— START Data section —

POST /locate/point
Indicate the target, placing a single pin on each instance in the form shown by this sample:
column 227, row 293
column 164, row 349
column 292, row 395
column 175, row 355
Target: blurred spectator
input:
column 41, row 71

— END Data section —

• **Stated task**
Can you copy out the whole listing above line for line, with no changes?

• **Solution**
POST /locate/point
Indicate the target, placing a single pin on each instance in the form shown by this sample:
column 227, row 293
column 164, row 349
column 292, row 395
column 175, row 355
Target: blurred spectator
input:
column 41, row 71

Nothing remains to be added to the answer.